### Brief
Hand back all records exactly, pictures omitted.
*** Begin section ***
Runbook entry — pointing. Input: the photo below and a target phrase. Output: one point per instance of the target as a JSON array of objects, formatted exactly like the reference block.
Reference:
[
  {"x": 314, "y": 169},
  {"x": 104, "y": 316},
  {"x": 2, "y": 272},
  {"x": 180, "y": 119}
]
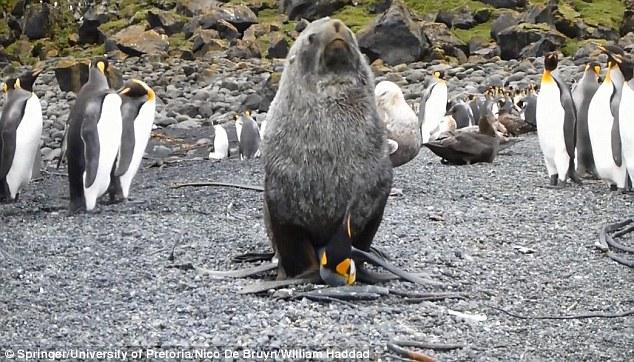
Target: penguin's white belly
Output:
[
  {"x": 27, "y": 144},
  {"x": 221, "y": 144},
  {"x": 109, "y": 130},
  {"x": 626, "y": 124},
  {"x": 600, "y": 123},
  {"x": 550, "y": 116},
  {"x": 435, "y": 109},
  {"x": 142, "y": 129}
]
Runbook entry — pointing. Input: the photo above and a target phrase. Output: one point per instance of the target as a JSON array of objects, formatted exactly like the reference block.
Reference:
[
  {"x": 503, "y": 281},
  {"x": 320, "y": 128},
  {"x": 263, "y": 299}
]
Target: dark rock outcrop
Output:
[
  {"x": 536, "y": 38},
  {"x": 394, "y": 37},
  {"x": 135, "y": 41},
  {"x": 310, "y": 9},
  {"x": 169, "y": 21},
  {"x": 38, "y": 21}
]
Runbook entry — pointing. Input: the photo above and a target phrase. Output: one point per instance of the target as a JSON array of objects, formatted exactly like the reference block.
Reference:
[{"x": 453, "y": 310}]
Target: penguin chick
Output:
[{"x": 400, "y": 120}]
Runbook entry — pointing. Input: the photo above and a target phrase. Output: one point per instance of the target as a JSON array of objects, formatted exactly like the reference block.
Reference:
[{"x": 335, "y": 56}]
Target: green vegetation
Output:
[{"x": 355, "y": 17}]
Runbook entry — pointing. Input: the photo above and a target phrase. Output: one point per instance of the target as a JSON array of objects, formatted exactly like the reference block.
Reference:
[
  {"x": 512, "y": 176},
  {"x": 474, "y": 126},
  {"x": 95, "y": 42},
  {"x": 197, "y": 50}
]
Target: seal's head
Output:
[{"x": 327, "y": 52}]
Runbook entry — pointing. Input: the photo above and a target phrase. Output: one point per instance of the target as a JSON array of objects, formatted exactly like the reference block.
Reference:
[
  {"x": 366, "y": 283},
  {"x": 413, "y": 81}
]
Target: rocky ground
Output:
[{"x": 106, "y": 278}]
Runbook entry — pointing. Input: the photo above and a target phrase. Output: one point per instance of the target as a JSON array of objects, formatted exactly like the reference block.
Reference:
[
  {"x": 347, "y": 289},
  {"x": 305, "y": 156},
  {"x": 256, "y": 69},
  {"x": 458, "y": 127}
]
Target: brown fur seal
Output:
[
  {"x": 327, "y": 172},
  {"x": 400, "y": 120}
]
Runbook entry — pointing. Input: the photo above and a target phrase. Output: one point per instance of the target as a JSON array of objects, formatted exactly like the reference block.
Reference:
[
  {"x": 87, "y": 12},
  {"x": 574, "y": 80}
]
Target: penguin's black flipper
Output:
[
  {"x": 570, "y": 117},
  {"x": 90, "y": 139},
  {"x": 617, "y": 152}
]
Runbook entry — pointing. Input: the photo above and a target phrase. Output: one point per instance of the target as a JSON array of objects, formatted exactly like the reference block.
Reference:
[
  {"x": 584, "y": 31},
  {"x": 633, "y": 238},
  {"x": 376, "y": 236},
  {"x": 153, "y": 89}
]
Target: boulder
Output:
[
  {"x": 205, "y": 40},
  {"x": 239, "y": 17},
  {"x": 243, "y": 49},
  {"x": 136, "y": 41},
  {"x": 461, "y": 18},
  {"x": 394, "y": 37},
  {"x": 169, "y": 21},
  {"x": 278, "y": 46},
  {"x": 38, "y": 21},
  {"x": 439, "y": 36},
  {"x": 509, "y": 4},
  {"x": 311, "y": 9},
  {"x": 88, "y": 31},
  {"x": 514, "y": 39},
  {"x": 72, "y": 74},
  {"x": 627, "y": 42},
  {"x": 195, "y": 7},
  {"x": 506, "y": 20}
]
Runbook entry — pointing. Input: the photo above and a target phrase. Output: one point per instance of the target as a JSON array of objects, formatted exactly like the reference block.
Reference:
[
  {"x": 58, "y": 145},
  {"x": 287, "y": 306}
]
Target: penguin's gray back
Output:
*** End section ***
### The completed task
Runbook entry — pointing. Input: the photo below and a target phrase. Output: one point per instance of the target as a JSON array of objects, formatted exactly like the reference block.
Reference:
[
  {"x": 314, "y": 169},
  {"x": 104, "y": 316},
  {"x": 2, "y": 272},
  {"x": 180, "y": 119}
]
Target: penguin's white belly
Output:
[
  {"x": 27, "y": 144},
  {"x": 221, "y": 144},
  {"x": 109, "y": 130},
  {"x": 626, "y": 124},
  {"x": 600, "y": 123},
  {"x": 550, "y": 116},
  {"x": 435, "y": 109},
  {"x": 142, "y": 129}
]
Runbook entry — pointing. Input: the photo above and a target phrase. Output: one point per instance of the target as a JSON array of objects, formatted exactly like the reference block.
Reference:
[
  {"x": 503, "y": 281},
  {"x": 320, "y": 128},
  {"x": 263, "y": 299}
]
Target: dark rock outcrop
Output:
[
  {"x": 536, "y": 38},
  {"x": 394, "y": 37},
  {"x": 135, "y": 41},
  {"x": 310, "y": 9},
  {"x": 169, "y": 21},
  {"x": 38, "y": 21}
]
Runbook entry — pointing. Input: the photo above and a target phrase. Output: one point per instance of the target as a JSON array of objects, formatted exactly like the reference block.
Reference:
[{"x": 453, "y": 310}]
Target: penguin chick
Output:
[{"x": 400, "y": 120}]
Runbook entry — pointing. Input: the photo above and a target phrase. Output: one point per instance of the target as a JSON array of objects, formatted exactly like the reference block.
Reference:
[{"x": 335, "y": 56}]
Target: green vegetation
Output:
[{"x": 355, "y": 17}]
Runbook entry — pointing. Input: the photo above and a target phrase. Output: one point per instance of the target as a JSON array of objects, formatted exactly like the reference block.
Reference:
[
  {"x": 512, "y": 176},
  {"x": 474, "y": 126},
  {"x": 95, "y": 42},
  {"x": 197, "y": 50}
]
Target: seal's head
Output:
[{"x": 327, "y": 52}]
Runbook entry — pointing. Input: the photo above and a target phrase. Output: one point per instance of the target as a JSON array of objects, formatted exactly like the reference block.
Reference:
[
  {"x": 366, "y": 283},
  {"x": 413, "y": 81}
]
Target: rocky ground
Output:
[{"x": 106, "y": 278}]
Runbook entry — pointing. Input: the photo above and a target phrase. Output: one point per instance of the target as a JSON array of objects, formatted exactly like the reference block.
Reference:
[
  {"x": 347, "y": 289},
  {"x": 305, "y": 156},
  {"x": 256, "y": 69},
  {"x": 458, "y": 127}
]
Target: brown fur seal
Output:
[
  {"x": 327, "y": 172},
  {"x": 400, "y": 120}
]
Runbook entry — pointing. Input: the photo above and a target phrase. Output: one point per instance of the target as a JSON array of objects, formatted exactly like the reference block.
Reference:
[
  {"x": 87, "y": 12},
  {"x": 574, "y": 80}
]
Target: penguin's black flipper
Output:
[
  {"x": 570, "y": 117},
  {"x": 90, "y": 139},
  {"x": 617, "y": 152}
]
Runbook entry — pointing. Input: the photo above and a target phrase. Output: one point per instance of the target as a JSON array of objects, formatted exactly like the reference block.
Reference:
[
  {"x": 584, "y": 31},
  {"x": 633, "y": 238},
  {"x": 376, "y": 236},
  {"x": 153, "y": 89}
]
Target: boulder
Output:
[
  {"x": 205, "y": 40},
  {"x": 239, "y": 17},
  {"x": 243, "y": 49},
  {"x": 136, "y": 41},
  {"x": 461, "y": 18},
  {"x": 394, "y": 37},
  {"x": 169, "y": 21},
  {"x": 278, "y": 46},
  {"x": 38, "y": 21},
  {"x": 439, "y": 36},
  {"x": 509, "y": 4},
  {"x": 311, "y": 9},
  {"x": 88, "y": 31},
  {"x": 514, "y": 39},
  {"x": 72, "y": 74},
  {"x": 627, "y": 42},
  {"x": 195, "y": 7},
  {"x": 506, "y": 20}
]
Runbook entry — pointing. Input: the photo above and a target phrase. Output: one point per instance of the target as a JSON array of objects, formatted exactly like the reference block.
Reference:
[
  {"x": 58, "y": 145},
  {"x": 287, "y": 306}
]
Target: penguin's gray back
Output:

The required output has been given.